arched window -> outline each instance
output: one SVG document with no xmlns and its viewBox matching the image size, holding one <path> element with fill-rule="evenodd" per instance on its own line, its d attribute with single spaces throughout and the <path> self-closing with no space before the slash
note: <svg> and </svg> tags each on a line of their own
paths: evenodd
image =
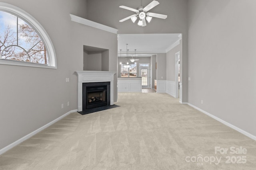
<svg viewBox="0 0 256 170">
<path fill-rule="evenodd" d="M 0 2 L 0 64 L 56 68 L 49 36 L 31 16 Z"/>
</svg>

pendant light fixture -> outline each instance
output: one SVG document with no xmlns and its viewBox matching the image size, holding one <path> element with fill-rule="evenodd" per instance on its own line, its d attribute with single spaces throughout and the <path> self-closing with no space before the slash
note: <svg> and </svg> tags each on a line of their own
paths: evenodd
<svg viewBox="0 0 256 170">
<path fill-rule="evenodd" d="M 135 59 L 133 58 L 133 55 L 132 55 L 132 58 L 129 59 L 132 62 L 133 62 L 133 63 L 135 61 L 138 61 L 139 60 L 139 59 L 136 59 L 136 49 L 134 50 L 134 55 L 135 56 Z"/>
<path fill-rule="evenodd" d="M 128 44 L 126 44 L 126 63 L 122 65 L 123 65 L 123 66 L 124 66 L 124 67 L 125 68 L 128 68 L 131 66 L 131 64 L 129 64 L 129 63 L 128 62 L 128 51 L 129 51 L 129 50 L 127 49 L 127 45 L 128 45 Z"/>
</svg>

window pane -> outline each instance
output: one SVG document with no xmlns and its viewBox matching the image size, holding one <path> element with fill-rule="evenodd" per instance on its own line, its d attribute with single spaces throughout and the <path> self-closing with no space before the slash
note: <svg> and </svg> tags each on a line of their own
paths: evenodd
<svg viewBox="0 0 256 170">
<path fill-rule="evenodd" d="M 49 64 L 41 37 L 26 22 L 0 11 L 0 51 L 4 51 L 1 59 Z"/>
</svg>

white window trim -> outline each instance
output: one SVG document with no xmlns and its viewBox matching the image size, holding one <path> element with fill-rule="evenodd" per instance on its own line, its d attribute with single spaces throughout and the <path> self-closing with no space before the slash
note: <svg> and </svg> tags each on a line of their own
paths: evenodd
<svg viewBox="0 0 256 170">
<path fill-rule="evenodd" d="M 56 69 L 56 55 L 52 43 L 46 31 L 40 23 L 26 11 L 9 4 L 0 2 L 0 10 L 18 16 L 29 24 L 36 30 L 46 47 L 49 60 L 48 65 L 43 64 L 4 59 L 0 59 L 0 64 Z"/>
</svg>

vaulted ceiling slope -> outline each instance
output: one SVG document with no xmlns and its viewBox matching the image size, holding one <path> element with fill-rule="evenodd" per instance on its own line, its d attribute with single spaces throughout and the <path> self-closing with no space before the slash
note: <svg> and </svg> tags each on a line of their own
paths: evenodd
<svg viewBox="0 0 256 170">
<path fill-rule="evenodd" d="M 142 0 L 145 6 L 152 0 Z M 119 8 L 124 5 L 134 8 L 140 6 L 140 0 L 87 0 L 87 18 L 118 29 L 118 33 L 167 33 L 187 32 L 187 0 L 158 0 L 158 5 L 150 12 L 167 15 L 165 20 L 153 18 L 147 26 L 142 27 L 130 20 L 119 21 L 134 14 Z"/>
</svg>

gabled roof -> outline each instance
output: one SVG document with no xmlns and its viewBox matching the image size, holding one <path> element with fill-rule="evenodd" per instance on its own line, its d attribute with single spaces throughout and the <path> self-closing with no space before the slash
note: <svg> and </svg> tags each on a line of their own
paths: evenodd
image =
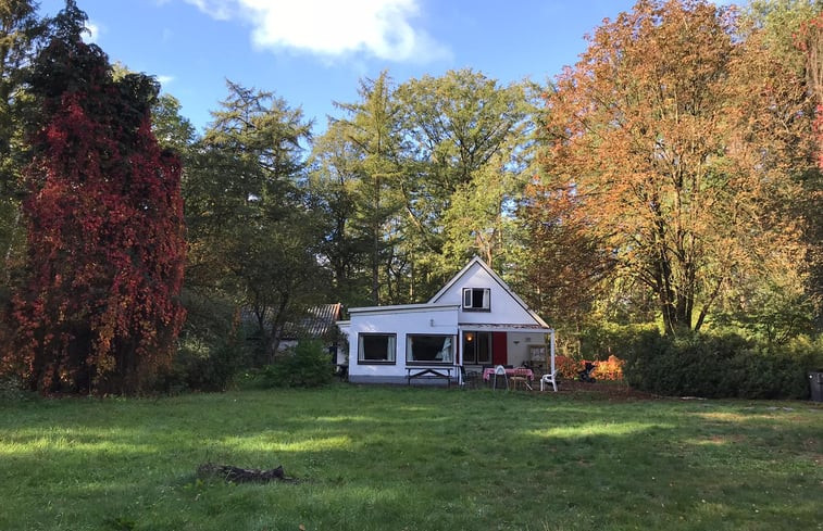
<svg viewBox="0 0 823 531">
<path fill-rule="evenodd" d="M 453 286 L 454 286 L 456 283 L 458 283 L 458 282 L 460 281 L 460 279 L 461 279 L 461 278 L 463 278 L 463 276 L 465 276 L 465 275 L 466 275 L 466 274 L 467 274 L 467 273 L 469 273 L 469 271 L 470 271 L 470 270 L 472 269 L 472 267 L 474 267 L 475 265 L 476 265 L 476 266 L 478 266 L 478 267 L 481 267 L 482 269 L 484 269 L 484 270 L 485 270 L 485 271 L 486 271 L 486 273 L 487 273 L 487 274 L 489 275 L 489 277 L 491 277 L 491 278 L 492 278 L 492 279 L 495 280 L 495 282 L 497 282 L 497 283 L 498 283 L 498 285 L 499 285 L 499 286 L 500 286 L 500 287 L 501 287 L 502 289 L 504 289 L 504 290 L 506 290 L 506 292 L 507 292 L 507 293 L 508 293 L 508 294 L 509 294 L 509 295 L 510 295 L 510 296 L 511 296 L 511 298 L 512 298 L 512 299 L 513 299 L 513 300 L 514 300 L 514 301 L 515 301 L 515 302 L 516 302 L 518 304 L 520 304 L 520 306 L 521 306 L 521 307 L 522 307 L 522 308 L 523 308 L 524 311 L 526 311 L 526 312 L 528 313 L 528 315 L 531 315 L 531 316 L 532 316 L 532 318 L 534 318 L 534 319 L 535 319 L 535 321 L 536 321 L 536 323 L 537 323 L 538 325 L 540 325 L 541 327 L 545 327 L 545 328 L 550 328 L 550 327 L 549 327 L 549 325 L 548 325 L 548 324 L 547 324 L 547 323 L 546 323 L 545 320 L 543 320 L 543 318 L 541 318 L 541 317 L 540 317 L 539 315 L 537 315 L 537 314 L 536 314 L 535 312 L 533 312 L 533 311 L 532 311 L 532 308 L 529 308 L 529 307 L 528 307 L 528 305 L 526 305 L 526 303 L 525 303 L 525 302 L 523 302 L 523 300 L 522 300 L 522 299 L 521 299 L 520 296 L 518 296 L 518 294 L 516 294 L 516 293 L 514 293 L 514 292 L 512 291 L 512 289 L 511 289 L 511 288 L 509 288 L 509 285 L 508 285 L 508 283 L 506 283 L 506 281 L 504 281 L 504 280 L 503 280 L 502 278 L 500 278 L 500 277 L 499 277 L 499 276 L 497 275 L 497 273 L 495 273 L 495 271 L 494 271 L 494 270 L 492 270 L 492 269 L 491 269 L 491 268 L 490 268 L 490 267 L 489 267 L 489 266 L 488 266 L 488 265 L 487 265 L 487 264 L 486 264 L 485 262 L 483 262 L 483 261 L 482 261 L 482 260 L 479 258 L 479 256 L 475 256 L 474 258 L 472 258 L 472 260 L 471 260 L 471 261 L 470 261 L 470 262 L 469 262 L 469 263 L 467 263 L 467 264 L 465 265 L 465 267 L 463 267 L 463 268 L 462 268 L 462 269 L 460 270 L 460 273 L 458 273 L 457 275 L 454 275 L 453 277 L 451 277 L 451 280 L 449 280 L 449 281 L 448 281 L 448 282 L 446 283 L 446 286 L 444 286 L 444 287 L 442 287 L 442 288 L 440 289 L 440 291 L 438 291 L 438 292 L 437 292 L 437 293 L 436 293 L 436 294 L 435 294 L 435 295 L 434 295 L 434 296 L 433 296 L 432 299 L 429 299 L 429 300 L 428 300 L 428 304 L 437 304 L 437 302 L 438 302 L 438 301 L 439 301 L 439 300 L 440 300 L 440 299 L 441 299 L 441 298 L 442 298 L 442 296 L 444 296 L 444 295 L 445 295 L 445 294 L 446 294 L 446 293 L 447 293 L 447 292 L 448 292 L 448 291 L 449 291 L 449 290 L 450 290 L 450 289 L 451 289 L 451 288 L 452 288 L 452 287 L 453 287 Z"/>
</svg>

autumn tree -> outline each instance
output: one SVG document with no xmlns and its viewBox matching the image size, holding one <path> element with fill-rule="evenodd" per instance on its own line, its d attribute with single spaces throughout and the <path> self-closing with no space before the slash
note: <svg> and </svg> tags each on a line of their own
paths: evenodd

**Task objective:** Write out all of the data above verbatim, character for character, but omit the pictures.

**Answer to this problem:**
arched window -> outline each instance
output: one SVG document with no xmlns and its viewBox matching the image size, holding one <path> element with fill-rule="evenodd" per instance on its own line, its d attribute with single spaces throughout and the <path> self-closing with no space before the slash
note: <svg> and </svg> tags each on a line of their own
paths: evenodd
image =
<svg viewBox="0 0 256 170">
<path fill-rule="evenodd" d="M 0 2 L 0 64 L 56 68 L 49 36 L 31 16 Z"/>
</svg>

pendant light fixture -> outline each instance
output: one SVG document with no xmlns and its viewBox matching the image size, holding one <path> element with fill-rule="evenodd" per instance on its own line, its d attribute with single spaces throughout and the <path> self-closing with no space before the slash
note: <svg> and </svg> tags each on a line of their own
paths: evenodd
<svg viewBox="0 0 256 170">
<path fill-rule="evenodd" d="M 135 59 L 133 58 L 133 55 L 132 55 L 132 58 L 129 59 L 132 62 L 133 62 L 133 63 L 135 61 L 138 61 L 139 60 L 139 59 L 136 59 L 136 49 L 134 50 L 134 55 L 135 56 Z"/>
<path fill-rule="evenodd" d="M 128 44 L 126 44 L 126 63 L 122 65 L 123 65 L 123 66 L 124 66 L 124 67 L 125 68 L 128 68 L 131 66 L 131 64 L 129 64 L 129 63 L 128 62 L 128 51 L 129 51 L 129 50 L 127 49 L 127 45 L 128 45 Z"/>
</svg>

window pane -> outline each instance
output: one SVG document with no xmlns and its viewBox matching the image size, holding one <path> element with fill-rule="evenodd" per instance on its own line, its d attribute with single spaces throughout and the <path> self-closing with no space before the slash
note: <svg> and </svg> tags each on a line of their own
paths: evenodd
<svg viewBox="0 0 256 170">
<path fill-rule="evenodd" d="M 49 64 L 41 37 L 26 22 L 0 11 L 0 51 L 4 51 L 1 59 Z"/>
</svg>

white window trim -> outline each instance
output: one SVG document with no xmlns and its viewBox matching the image size, holding one <path> element with fill-rule="evenodd" per instance on its own line, its d attribute with single spaces throughout and the <path> self-closing with no space before the slash
note: <svg> and </svg> tags each on a line of their own
paths: evenodd
<svg viewBox="0 0 256 170">
<path fill-rule="evenodd" d="M 56 69 L 56 55 L 52 43 L 46 31 L 40 23 L 26 11 L 9 4 L 0 2 L 0 10 L 18 16 L 29 24 L 36 30 L 46 47 L 49 60 L 48 65 L 43 64 L 4 59 L 0 59 L 0 64 Z"/>
</svg>

vaulted ceiling slope -> outline each instance
output: one SVG document with no xmlns and its viewBox matching the image size, holding one <path> element with fill-rule="evenodd" per instance on its own line, its d attribute with single spaces throughout and the <path> self-closing with no space before the slash
note: <svg> and </svg> tags each on a line of their own
paths: evenodd
<svg viewBox="0 0 256 170">
<path fill-rule="evenodd" d="M 142 0 L 145 6 L 152 0 Z M 119 8 L 124 5 L 134 8 L 140 6 L 140 0 L 87 0 L 87 18 L 118 29 L 118 33 L 167 33 L 187 32 L 187 0 L 158 0 L 158 5 L 150 12 L 167 15 L 165 20 L 153 18 L 147 26 L 142 27 L 130 20 L 119 21 L 134 14 Z"/>
</svg>

gabled roof -> outline each instance
output: one SVG document with no xmlns and its viewBox matching the image size, holding one <path> element with fill-rule="evenodd" per instance on its own line, its d attribute with single spaces throughout and the <path> self-closing with no space before the slash
note: <svg> and </svg> tags each on a line of their own
paths: evenodd
image =
<svg viewBox="0 0 823 531">
<path fill-rule="evenodd" d="M 453 286 L 454 286 L 456 283 L 458 283 L 458 282 L 460 281 L 460 279 L 461 279 L 461 278 L 463 278 L 463 276 L 465 276 L 465 275 L 466 275 L 466 274 L 467 274 L 467 273 L 469 273 L 469 271 L 470 271 L 470 270 L 472 269 L 472 267 L 474 267 L 475 265 L 476 265 L 476 266 L 478 266 L 478 267 L 481 267 L 482 269 L 484 269 L 484 270 L 485 270 L 485 271 L 486 271 L 486 273 L 487 273 L 487 274 L 489 275 L 489 277 L 491 277 L 491 278 L 492 278 L 492 279 L 495 280 L 495 282 L 497 282 L 497 283 L 498 283 L 498 285 L 499 285 L 499 286 L 500 286 L 500 287 L 501 287 L 502 289 L 504 289 L 504 290 L 506 290 L 506 292 L 507 292 L 507 293 L 508 293 L 508 294 L 509 294 L 509 295 L 510 295 L 510 296 L 511 296 L 511 298 L 512 298 L 512 299 L 513 299 L 513 300 L 514 300 L 514 301 L 515 301 L 515 302 L 516 302 L 518 304 L 520 304 L 520 306 L 521 306 L 521 307 L 522 307 L 522 308 L 523 308 L 524 311 L 526 311 L 526 312 L 528 313 L 528 315 L 531 315 L 531 316 L 532 316 L 532 318 L 534 318 L 534 319 L 535 319 L 535 321 L 536 321 L 536 323 L 537 323 L 538 325 L 540 325 L 541 327 L 545 327 L 545 328 L 550 328 L 550 327 L 549 327 L 549 325 L 548 325 L 548 324 L 547 324 L 547 323 L 546 323 L 545 320 L 543 320 L 543 318 L 541 318 L 541 317 L 540 317 L 539 315 L 537 315 L 537 314 L 536 314 L 535 312 L 533 312 L 533 311 L 532 311 L 532 308 L 529 308 L 529 307 L 528 307 L 528 305 L 526 305 L 526 303 L 525 303 L 525 302 L 523 302 L 523 300 L 522 300 L 522 299 L 521 299 L 520 296 L 518 296 L 518 294 L 516 294 L 516 293 L 514 293 L 514 292 L 512 291 L 512 289 L 511 289 L 511 288 L 509 288 L 509 285 L 508 285 L 508 283 L 506 283 L 506 281 L 504 281 L 504 280 L 503 280 L 502 278 L 500 278 L 500 277 L 499 277 L 499 276 L 497 275 L 497 273 L 495 273 L 495 271 L 494 271 L 494 270 L 492 270 L 492 269 L 491 269 L 491 268 L 490 268 L 490 267 L 489 267 L 489 266 L 488 266 L 488 265 L 487 265 L 487 264 L 486 264 L 485 262 L 483 262 L 483 261 L 482 261 L 482 260 L 479 258 L 479 256 L 475 256 L 474 258 L 472 258 L 472 260 L 471 260 L 471 261 L 470 261 L 470 262 L 469 262 L 469 263 L 467 263 L 467 264 L 465 265 L 465 267 L 463 267 L 463 268 L 462 268 L 462 269 L 460 270 L 460 273 L 458 273 L 457 275 L 454 275 L 453 277 L 451 277 L 451 280 L 449 280 L 449 281 L 448 281 L 448 282 L 446 283 L 446 286 L 444 286 L 444 287 L 442 287 L 442 288 L 440 289 L 440 291 L 438 291 L 438 292 L 437 292 L 437 293 L 436 293 L 436 294 L 435 294 L 435 295 L 434 295 L 434 296 L 433 296 L 432 299 L 429 299 L 429 300 L 428 300 L 428 304 L 437 304 L 437 302 L 438 302 L 438 301 L 439 301 L 439 300 L 440 300 L 440 299 L 441 299 L 441 298 L 442 298 L 442 296 L 444 296 L 444 295 L 445 295 L 445 294 L 446 294 L 446 293 L 447 293 L 447 292 L 448 292 L 448 291 L 449 291 L 449 290 L 450 290 L 450 289 L 451 289 L 451 288 L 452 288 L 452 287 L 453 287 Z"/>
</svg>

autumn tree -> outline each instance
output: one SVG document with no xmlns and its viewBox matching the image size, holding one <path> element with fill-rule="evenodd" per instance on its own line, its d attribute with single spaces throughout and the <path> self-closing with no space before the slash
note: <svg> and </svg> tags each on a line of their own
paths: evenodd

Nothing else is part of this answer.